Start

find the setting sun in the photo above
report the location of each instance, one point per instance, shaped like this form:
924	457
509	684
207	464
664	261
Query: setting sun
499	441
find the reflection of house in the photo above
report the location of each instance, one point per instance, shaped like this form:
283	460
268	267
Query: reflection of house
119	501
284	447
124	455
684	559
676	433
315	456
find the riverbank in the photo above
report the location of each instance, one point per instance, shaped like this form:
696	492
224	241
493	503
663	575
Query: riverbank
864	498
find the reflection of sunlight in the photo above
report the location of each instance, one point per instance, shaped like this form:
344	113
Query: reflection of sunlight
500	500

End
Start

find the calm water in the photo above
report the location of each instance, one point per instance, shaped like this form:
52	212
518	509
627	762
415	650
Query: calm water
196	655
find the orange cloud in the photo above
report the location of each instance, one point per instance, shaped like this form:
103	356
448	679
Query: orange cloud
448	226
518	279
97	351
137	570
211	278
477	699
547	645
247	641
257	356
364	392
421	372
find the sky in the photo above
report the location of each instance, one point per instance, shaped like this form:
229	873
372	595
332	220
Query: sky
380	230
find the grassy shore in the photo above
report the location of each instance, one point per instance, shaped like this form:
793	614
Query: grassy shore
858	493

End

STATED EXERCISE:
Which lines in the data contain the word "above"? Pick out each of those lines and copy it in full.

RESULT:
find the setting sun in the photo above
find the reflection of house in the photo above
find the riverbank in the photo above
find the reflection of sunlight in the photo above
find the calm water in the photo above
find the orange cloud in the photo above
find the sky in the photo above
find the grassy shore in the photo above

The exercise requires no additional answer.